Stated goal = Rewrite every item with "deepest" replaced by "innermost" wherever it appears, keeping everything else the same. Leave the pictures out.

Supplied entries =
##########

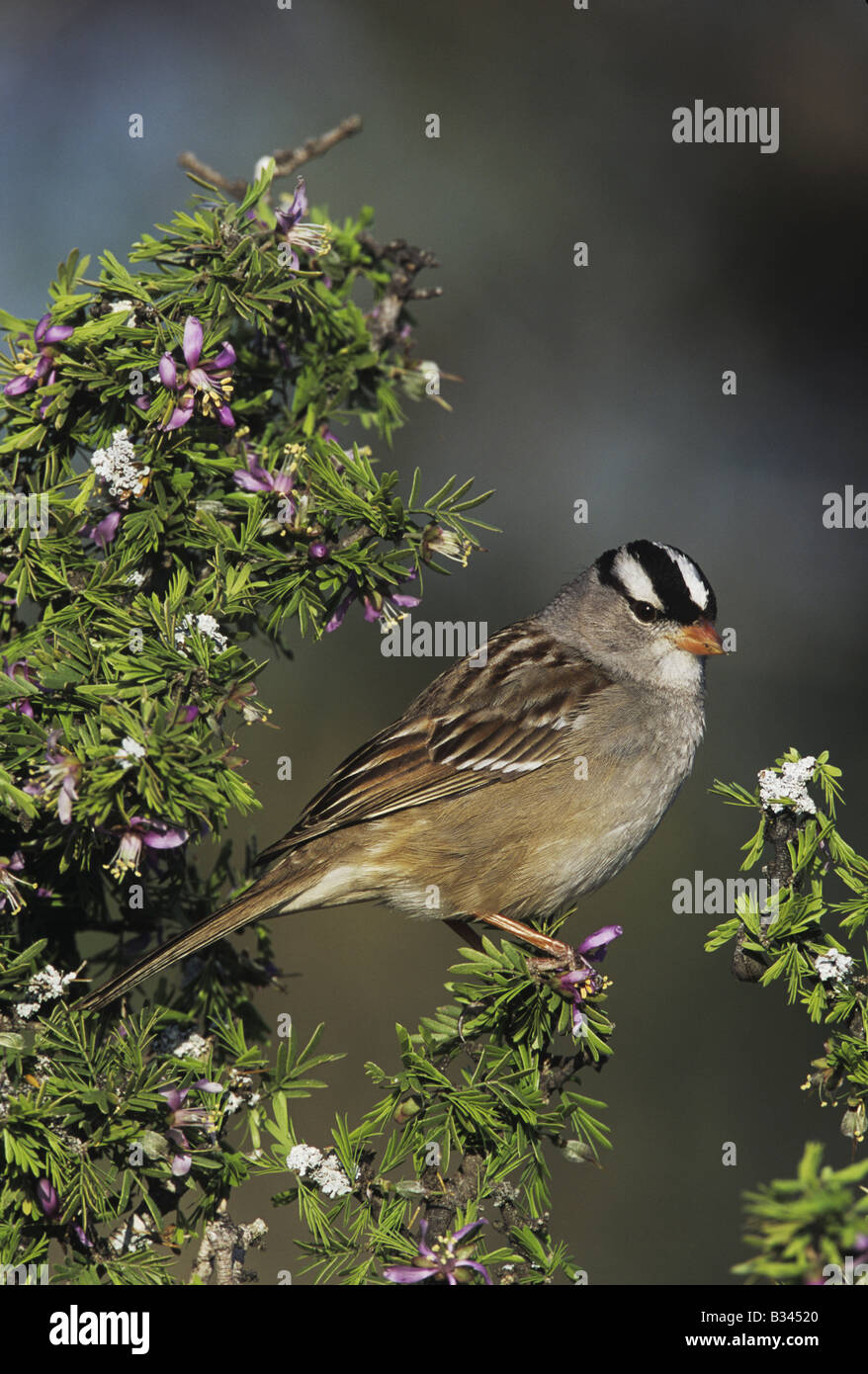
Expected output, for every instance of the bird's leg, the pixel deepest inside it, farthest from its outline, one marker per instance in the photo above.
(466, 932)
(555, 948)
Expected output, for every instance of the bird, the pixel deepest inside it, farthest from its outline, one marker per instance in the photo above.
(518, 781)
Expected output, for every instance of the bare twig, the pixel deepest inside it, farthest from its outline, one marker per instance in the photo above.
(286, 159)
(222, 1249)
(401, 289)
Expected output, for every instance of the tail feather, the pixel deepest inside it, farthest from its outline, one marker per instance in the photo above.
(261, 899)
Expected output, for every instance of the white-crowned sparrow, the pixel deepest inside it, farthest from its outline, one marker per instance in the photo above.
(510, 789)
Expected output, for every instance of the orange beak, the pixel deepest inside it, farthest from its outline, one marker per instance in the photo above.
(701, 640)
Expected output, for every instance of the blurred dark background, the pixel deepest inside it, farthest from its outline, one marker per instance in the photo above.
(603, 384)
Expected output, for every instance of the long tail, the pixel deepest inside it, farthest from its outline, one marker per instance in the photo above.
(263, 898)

##########

Solution =
Expected output, for every instance of the bird's leg, the pixel innermost inside it, farthest from its outline, one marker per instance in the photo above.
(466, 932)
(555, 948)
Expected output, for every instance of the bird, the pixel innermost inside it, farthest from its outline, one marker per instance in the photo above.
(518, 781)
Expected output, for every instance of the bare twig, the pixel innermost inside it, farthest from its outline, one marker per instance in the photo above.
(286, 159)
(222, 1249)
(401, 289)
Expected output, for every instance of the tail feather, the pixel innermost inside it, farthest from its outline, one marker per instance in the photo above.
(261, 899)
Expected output, for every instance of the white-crowned sparrow, the pixel innermost inside it, farthest from its outline, one marker per instance in the photo above.
(510, 789)
Expected output, for every instance of the orange beak, the pixel innermost inside it, farthest from its outline, one marker per instance in the photo above.
(701, 640)
Expected output, for every instance of the blurred dark background, the pixel innermost inside it, farthest from its outline, one marker per instance in the photo above.
(603, 384)
Expected output, for every instance of the long tail, the pixel innermost inside it, farthest from its outline, one marker per instance in the photo above.
(263, 898)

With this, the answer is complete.